Natural language region descriptions
- - - - -
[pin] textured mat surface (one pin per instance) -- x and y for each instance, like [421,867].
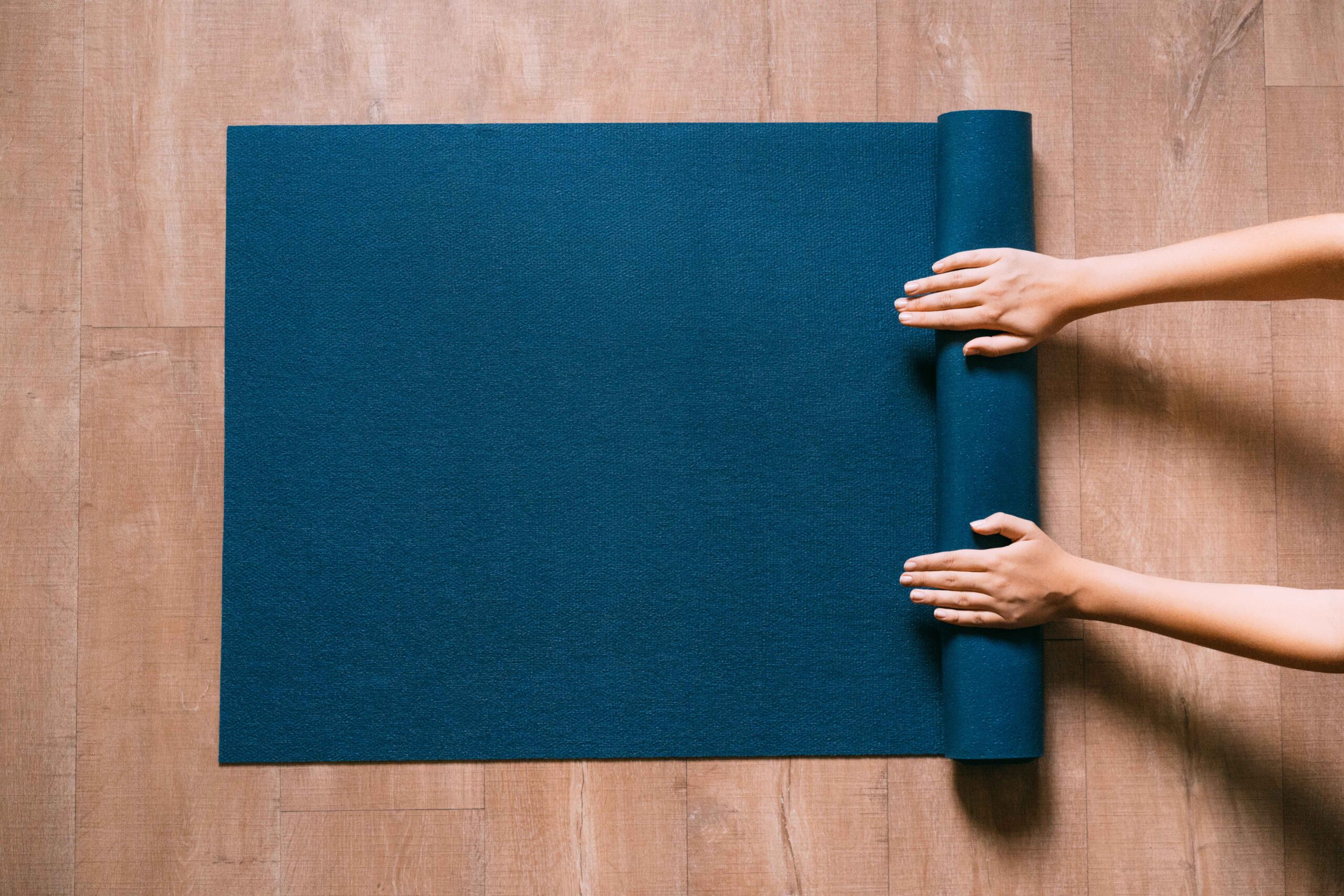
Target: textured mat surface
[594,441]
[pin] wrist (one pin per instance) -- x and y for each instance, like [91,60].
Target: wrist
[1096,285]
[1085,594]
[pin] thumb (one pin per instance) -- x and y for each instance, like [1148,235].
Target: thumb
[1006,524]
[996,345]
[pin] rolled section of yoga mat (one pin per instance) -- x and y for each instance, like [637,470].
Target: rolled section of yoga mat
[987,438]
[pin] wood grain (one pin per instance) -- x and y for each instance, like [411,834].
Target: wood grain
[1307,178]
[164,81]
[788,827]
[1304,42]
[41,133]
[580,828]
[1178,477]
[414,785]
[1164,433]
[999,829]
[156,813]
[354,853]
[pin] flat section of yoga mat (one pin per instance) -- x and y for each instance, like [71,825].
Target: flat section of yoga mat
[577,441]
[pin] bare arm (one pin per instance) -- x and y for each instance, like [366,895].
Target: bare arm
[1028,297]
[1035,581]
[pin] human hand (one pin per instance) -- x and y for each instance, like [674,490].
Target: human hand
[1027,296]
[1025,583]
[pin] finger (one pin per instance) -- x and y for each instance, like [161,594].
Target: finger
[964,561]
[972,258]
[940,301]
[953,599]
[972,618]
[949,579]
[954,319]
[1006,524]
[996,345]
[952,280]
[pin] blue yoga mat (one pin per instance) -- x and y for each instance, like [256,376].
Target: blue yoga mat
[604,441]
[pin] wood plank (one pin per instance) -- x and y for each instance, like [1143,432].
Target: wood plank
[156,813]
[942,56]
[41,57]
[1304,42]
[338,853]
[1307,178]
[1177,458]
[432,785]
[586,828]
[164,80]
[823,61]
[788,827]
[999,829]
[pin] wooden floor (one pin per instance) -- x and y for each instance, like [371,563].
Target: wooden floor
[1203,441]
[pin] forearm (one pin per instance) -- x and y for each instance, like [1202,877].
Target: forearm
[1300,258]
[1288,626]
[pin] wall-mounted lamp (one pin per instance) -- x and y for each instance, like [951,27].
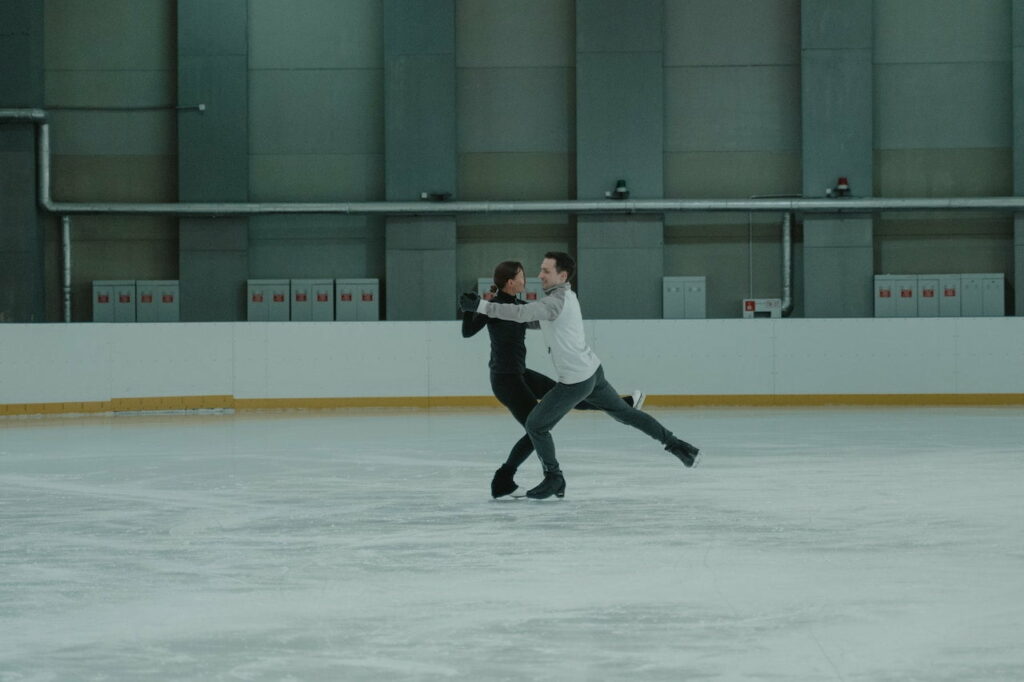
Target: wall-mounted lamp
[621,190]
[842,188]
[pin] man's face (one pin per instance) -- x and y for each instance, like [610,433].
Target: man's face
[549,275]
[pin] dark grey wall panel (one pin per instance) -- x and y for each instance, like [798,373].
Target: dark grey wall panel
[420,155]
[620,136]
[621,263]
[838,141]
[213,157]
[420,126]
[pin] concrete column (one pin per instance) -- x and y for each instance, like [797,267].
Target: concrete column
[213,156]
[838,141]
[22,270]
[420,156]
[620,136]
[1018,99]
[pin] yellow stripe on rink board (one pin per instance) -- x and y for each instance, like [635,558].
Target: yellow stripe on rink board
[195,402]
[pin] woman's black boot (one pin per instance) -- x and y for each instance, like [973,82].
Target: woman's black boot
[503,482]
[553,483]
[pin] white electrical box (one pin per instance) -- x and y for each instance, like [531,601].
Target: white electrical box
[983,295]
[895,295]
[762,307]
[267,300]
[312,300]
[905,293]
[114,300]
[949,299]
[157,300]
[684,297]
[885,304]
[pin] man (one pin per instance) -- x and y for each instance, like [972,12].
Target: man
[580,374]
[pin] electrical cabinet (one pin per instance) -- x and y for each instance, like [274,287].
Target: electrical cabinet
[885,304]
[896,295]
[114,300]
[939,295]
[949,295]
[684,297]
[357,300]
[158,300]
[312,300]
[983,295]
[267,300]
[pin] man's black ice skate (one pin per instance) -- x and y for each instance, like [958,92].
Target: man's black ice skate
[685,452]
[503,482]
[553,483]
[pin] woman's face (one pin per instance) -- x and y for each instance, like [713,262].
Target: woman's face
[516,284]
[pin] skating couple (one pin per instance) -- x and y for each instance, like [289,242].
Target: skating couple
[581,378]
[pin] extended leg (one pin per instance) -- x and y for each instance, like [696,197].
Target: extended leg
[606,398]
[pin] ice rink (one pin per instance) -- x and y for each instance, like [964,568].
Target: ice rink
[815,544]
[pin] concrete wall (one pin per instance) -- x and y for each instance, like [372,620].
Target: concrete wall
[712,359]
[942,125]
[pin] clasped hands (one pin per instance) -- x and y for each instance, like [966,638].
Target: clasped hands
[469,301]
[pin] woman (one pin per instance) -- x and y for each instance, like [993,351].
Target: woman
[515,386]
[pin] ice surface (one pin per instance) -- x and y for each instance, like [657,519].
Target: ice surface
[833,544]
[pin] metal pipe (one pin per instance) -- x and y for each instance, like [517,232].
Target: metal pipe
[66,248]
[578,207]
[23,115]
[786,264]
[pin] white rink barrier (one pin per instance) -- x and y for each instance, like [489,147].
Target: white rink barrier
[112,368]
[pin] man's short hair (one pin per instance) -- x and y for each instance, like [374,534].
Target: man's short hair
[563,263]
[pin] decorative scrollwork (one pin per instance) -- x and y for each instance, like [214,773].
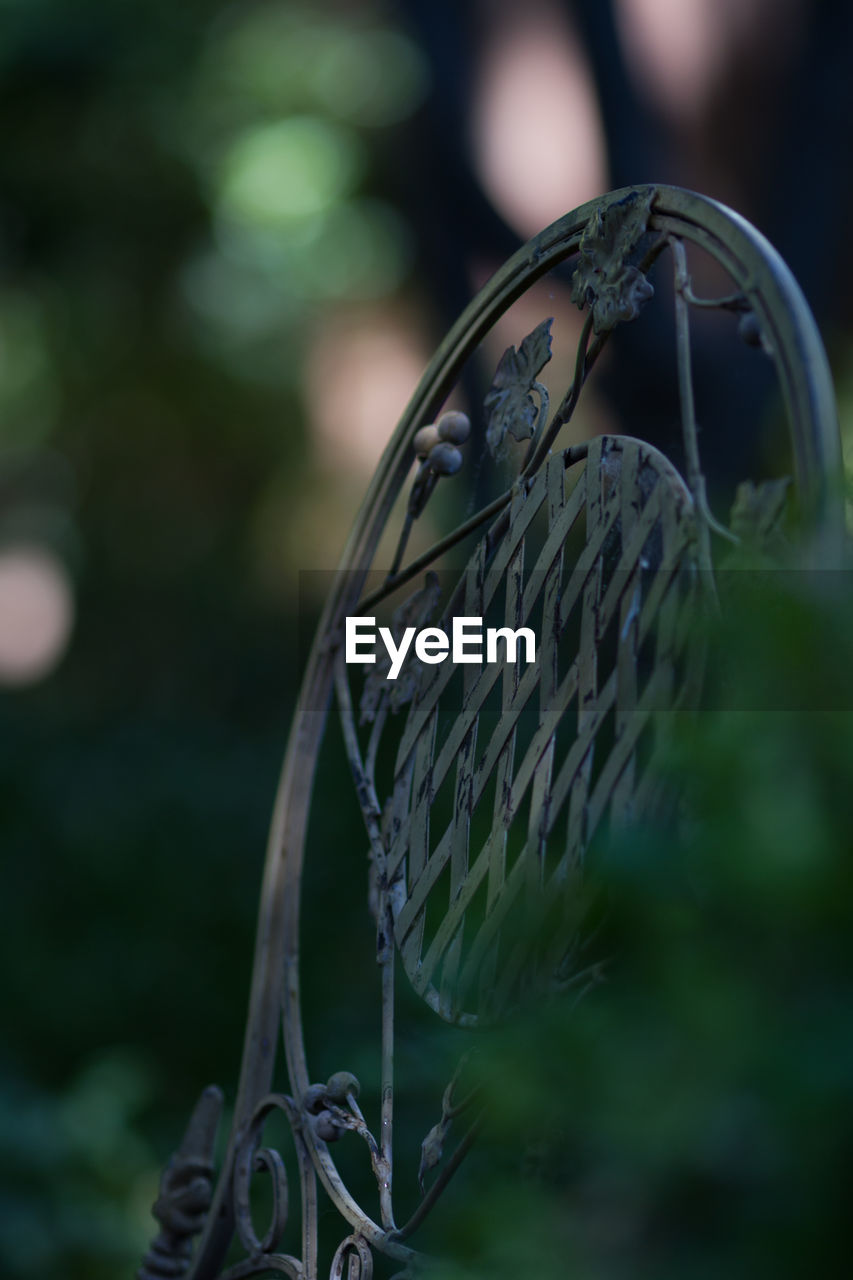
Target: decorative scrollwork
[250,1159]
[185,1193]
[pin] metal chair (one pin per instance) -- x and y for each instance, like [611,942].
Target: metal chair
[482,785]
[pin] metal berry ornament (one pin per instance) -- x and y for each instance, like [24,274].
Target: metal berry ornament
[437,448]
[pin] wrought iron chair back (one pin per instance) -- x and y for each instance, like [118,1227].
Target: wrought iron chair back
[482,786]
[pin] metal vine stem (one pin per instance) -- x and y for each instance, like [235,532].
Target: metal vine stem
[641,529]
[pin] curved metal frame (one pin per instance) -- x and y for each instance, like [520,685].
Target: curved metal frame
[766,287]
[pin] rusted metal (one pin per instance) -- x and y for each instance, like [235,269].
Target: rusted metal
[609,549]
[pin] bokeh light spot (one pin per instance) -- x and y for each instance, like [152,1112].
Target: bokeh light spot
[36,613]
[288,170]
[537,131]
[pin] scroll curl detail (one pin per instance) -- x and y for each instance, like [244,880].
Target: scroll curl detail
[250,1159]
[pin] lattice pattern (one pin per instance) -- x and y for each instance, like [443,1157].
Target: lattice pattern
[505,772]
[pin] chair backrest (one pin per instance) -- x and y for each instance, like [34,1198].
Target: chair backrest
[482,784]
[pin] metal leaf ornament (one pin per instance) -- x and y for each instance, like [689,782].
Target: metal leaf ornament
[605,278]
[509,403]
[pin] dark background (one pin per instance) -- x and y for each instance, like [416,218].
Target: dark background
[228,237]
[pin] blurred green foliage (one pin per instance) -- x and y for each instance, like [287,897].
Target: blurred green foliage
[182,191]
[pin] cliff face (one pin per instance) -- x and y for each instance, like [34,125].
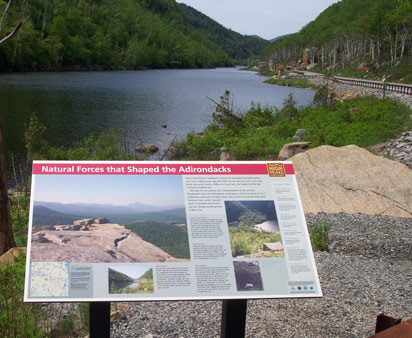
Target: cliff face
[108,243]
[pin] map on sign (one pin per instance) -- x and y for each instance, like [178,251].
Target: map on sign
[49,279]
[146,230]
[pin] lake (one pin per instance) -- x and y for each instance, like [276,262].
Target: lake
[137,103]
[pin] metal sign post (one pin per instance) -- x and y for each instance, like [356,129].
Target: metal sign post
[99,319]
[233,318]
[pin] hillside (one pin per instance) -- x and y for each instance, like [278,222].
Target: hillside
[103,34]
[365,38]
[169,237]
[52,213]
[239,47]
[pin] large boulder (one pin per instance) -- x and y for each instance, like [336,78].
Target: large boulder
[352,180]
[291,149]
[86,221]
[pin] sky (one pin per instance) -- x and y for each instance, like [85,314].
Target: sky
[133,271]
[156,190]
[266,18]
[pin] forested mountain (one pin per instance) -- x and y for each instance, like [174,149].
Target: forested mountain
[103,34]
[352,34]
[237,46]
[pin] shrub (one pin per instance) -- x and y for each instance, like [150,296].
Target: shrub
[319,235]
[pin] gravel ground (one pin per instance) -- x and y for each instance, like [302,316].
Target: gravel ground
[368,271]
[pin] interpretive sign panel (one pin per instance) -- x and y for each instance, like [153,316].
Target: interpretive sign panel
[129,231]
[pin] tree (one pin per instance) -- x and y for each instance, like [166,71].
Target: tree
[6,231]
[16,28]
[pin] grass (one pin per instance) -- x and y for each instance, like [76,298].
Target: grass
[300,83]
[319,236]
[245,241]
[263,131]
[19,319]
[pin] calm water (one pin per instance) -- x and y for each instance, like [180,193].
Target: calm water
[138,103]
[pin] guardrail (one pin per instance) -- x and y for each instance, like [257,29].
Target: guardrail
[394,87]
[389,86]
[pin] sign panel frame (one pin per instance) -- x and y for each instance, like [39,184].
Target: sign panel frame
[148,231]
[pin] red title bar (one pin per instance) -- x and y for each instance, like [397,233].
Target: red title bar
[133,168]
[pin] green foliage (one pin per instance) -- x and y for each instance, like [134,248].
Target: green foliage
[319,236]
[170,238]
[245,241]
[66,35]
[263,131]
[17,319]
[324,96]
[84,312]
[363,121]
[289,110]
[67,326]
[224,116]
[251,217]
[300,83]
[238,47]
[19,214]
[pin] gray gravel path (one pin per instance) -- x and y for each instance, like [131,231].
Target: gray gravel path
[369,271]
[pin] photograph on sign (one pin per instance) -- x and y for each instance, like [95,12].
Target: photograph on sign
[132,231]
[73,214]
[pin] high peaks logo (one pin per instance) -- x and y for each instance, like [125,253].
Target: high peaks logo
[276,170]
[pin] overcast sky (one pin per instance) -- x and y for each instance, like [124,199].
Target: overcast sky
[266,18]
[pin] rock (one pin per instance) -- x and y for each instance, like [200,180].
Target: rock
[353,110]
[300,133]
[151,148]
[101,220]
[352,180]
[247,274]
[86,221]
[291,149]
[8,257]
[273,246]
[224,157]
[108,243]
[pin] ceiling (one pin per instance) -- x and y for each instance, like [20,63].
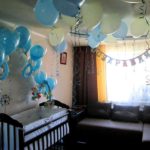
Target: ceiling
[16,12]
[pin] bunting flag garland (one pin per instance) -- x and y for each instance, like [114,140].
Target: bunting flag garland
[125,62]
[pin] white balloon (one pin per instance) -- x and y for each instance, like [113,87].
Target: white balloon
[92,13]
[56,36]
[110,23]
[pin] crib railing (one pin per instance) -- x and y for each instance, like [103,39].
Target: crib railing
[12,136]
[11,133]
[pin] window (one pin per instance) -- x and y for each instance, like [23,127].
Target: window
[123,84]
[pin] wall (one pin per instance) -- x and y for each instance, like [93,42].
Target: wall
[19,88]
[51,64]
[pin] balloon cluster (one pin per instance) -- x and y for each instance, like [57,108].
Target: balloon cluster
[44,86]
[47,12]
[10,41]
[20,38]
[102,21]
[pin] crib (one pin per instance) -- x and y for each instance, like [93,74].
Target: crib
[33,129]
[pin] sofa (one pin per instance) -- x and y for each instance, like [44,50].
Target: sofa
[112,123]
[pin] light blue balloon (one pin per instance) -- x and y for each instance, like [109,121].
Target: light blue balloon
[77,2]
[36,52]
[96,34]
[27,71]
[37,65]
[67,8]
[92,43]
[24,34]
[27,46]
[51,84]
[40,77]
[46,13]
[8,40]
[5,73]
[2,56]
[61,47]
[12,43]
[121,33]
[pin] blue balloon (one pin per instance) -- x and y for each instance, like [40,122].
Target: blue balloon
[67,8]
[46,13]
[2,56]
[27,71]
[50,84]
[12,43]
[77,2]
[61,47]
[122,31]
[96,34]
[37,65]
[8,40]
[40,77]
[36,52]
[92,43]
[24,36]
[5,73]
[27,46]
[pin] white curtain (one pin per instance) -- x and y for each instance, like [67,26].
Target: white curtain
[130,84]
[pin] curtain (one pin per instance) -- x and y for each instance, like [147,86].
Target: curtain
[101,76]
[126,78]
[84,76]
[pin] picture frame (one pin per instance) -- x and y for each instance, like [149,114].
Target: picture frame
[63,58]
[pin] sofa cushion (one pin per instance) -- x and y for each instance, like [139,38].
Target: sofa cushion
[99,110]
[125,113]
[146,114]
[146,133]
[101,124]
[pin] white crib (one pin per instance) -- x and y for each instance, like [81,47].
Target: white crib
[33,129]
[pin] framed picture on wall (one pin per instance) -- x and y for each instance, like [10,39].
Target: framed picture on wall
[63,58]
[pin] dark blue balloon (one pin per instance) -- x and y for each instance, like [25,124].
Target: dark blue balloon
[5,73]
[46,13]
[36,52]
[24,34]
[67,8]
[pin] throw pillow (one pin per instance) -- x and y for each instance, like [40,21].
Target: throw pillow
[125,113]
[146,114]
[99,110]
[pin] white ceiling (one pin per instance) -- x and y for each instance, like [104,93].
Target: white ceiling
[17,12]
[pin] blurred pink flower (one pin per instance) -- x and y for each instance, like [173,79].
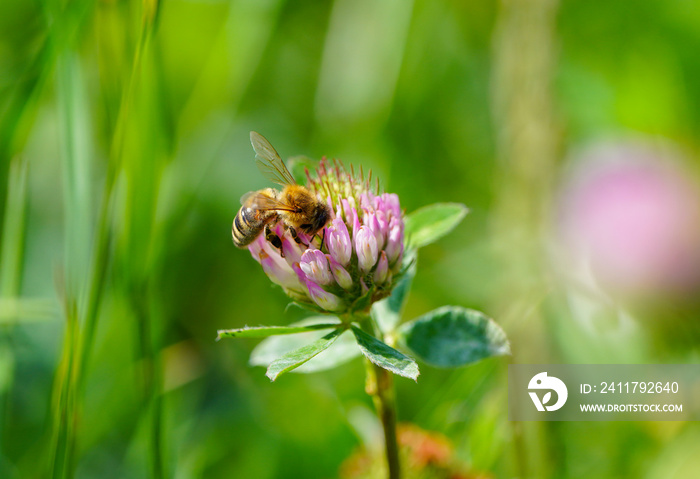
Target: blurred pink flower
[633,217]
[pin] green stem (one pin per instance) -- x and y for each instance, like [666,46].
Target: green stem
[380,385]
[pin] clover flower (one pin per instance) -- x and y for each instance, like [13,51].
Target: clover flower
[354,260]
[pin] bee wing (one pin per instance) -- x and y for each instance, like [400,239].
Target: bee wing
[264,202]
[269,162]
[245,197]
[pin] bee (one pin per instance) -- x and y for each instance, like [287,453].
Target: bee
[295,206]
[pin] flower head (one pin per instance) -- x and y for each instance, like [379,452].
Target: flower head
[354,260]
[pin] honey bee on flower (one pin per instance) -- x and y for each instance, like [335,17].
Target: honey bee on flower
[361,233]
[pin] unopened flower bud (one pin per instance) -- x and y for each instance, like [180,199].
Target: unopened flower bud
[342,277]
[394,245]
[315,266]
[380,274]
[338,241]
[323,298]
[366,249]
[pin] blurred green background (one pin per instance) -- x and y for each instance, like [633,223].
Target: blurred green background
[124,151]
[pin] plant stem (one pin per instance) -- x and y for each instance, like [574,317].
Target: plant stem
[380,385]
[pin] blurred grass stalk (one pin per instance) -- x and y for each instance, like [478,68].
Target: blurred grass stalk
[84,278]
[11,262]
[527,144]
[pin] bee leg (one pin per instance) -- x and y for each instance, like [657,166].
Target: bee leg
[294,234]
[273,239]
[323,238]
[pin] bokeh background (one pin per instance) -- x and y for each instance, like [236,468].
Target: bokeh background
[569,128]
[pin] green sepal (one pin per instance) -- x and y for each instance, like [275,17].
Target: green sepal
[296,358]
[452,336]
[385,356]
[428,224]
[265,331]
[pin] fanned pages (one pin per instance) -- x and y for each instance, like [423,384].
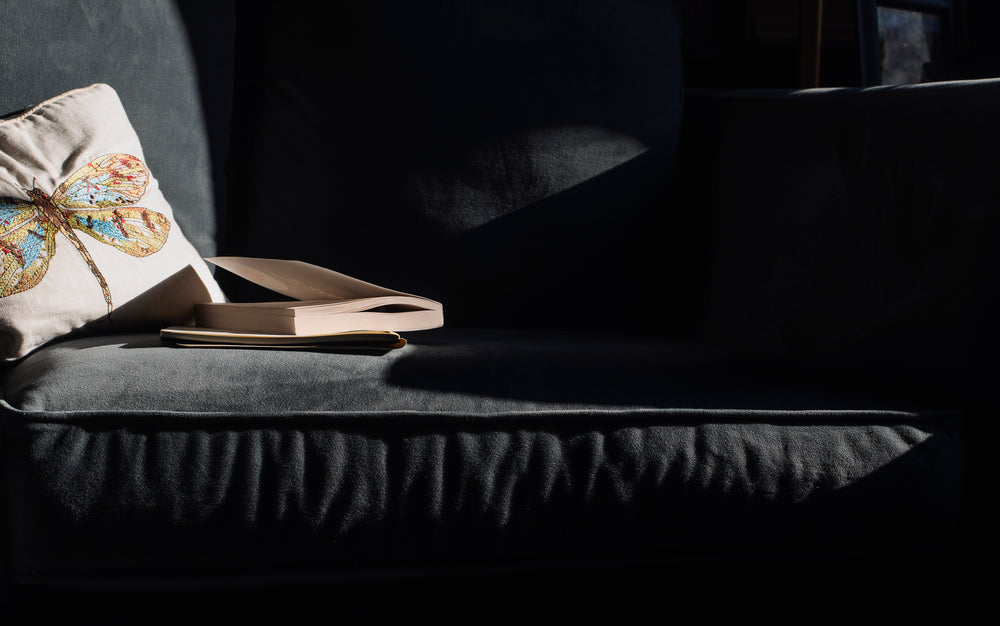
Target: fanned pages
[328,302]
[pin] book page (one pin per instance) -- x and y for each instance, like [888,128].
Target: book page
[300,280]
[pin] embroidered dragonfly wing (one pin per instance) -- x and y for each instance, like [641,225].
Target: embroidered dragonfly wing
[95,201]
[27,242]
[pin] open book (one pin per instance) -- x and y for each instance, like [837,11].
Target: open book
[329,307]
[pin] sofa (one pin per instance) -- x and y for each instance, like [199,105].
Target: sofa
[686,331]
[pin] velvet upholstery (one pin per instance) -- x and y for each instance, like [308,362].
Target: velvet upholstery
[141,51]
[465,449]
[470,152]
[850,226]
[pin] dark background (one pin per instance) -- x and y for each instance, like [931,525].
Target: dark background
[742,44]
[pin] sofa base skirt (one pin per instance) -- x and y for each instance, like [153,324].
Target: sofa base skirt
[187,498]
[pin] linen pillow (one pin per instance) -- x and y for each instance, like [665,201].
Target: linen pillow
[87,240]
- - - - -
Required action
The response must repeat exactly the lines above from the one with "Target: blurred green foliage" through the one with "[pin] grass (one", including both, and must contain no pictures and no other text.

Answer
Target: blurred green foliage
[182,191]
[pin] cliff face (one pin per instance) -- x and y for each instance, like [34,125].
Target: cliff face
[108,243]
[pin] map on sign (one pin per instance) -- x and y for each instance, like [178,251].
Target: map on sign
[49,279]
[146,230]
[pin] lake (one pin per instance) -- x and y for each instance, like [276,262].
Target: lake
[137,103]
[pin] metal sign post (one pin per instance) -- x and y for each instance, like [356,129].
Target: metal sign post
[99,319]
[233,318]
[pin] hillside (one pin per instance) -- x and y for each instance, like [278,222].
Target: hillside
[103,34]
[365,38]
[169,237]
[52,213]
[239,47]
[pin] large boulder (one pin per instance) -- x and y for each instance, like [336,78].
Target: large boulder
[352,180]
[291,149]
[86,221]
[pin] sky (one pin per instance) -- x and y for each instance, like [85,314].
Target: sky
[133,271]
[156,190]
[266,18]
[pin] forested mountain (one pin per instance) -- x and y for each instance, like [174,149].
Target: forested mountain
[103,34]
[352,34]
[237,46]
[pin] shrub (one pin per instance) -- x and y for each instance, like [150,296].
Target: shrub
[319,235]
[pin] gravel ground (one pin per instance) -- x and y for each instance, like [302,316].
Target: gravel ground
[368,271]
[pin] interpretive sign panel (one pin per instance) -- x and y for each instance, like [153,316].
Target: interpretive sign panel
[129,231]
[pin] tree (one pin per instance) -- x and y for each instance, like [166,71].
Target: tree
[6,231]
[16,28]
[pin] grass (one pin per instance) -- x and y for each instance, like [76,298].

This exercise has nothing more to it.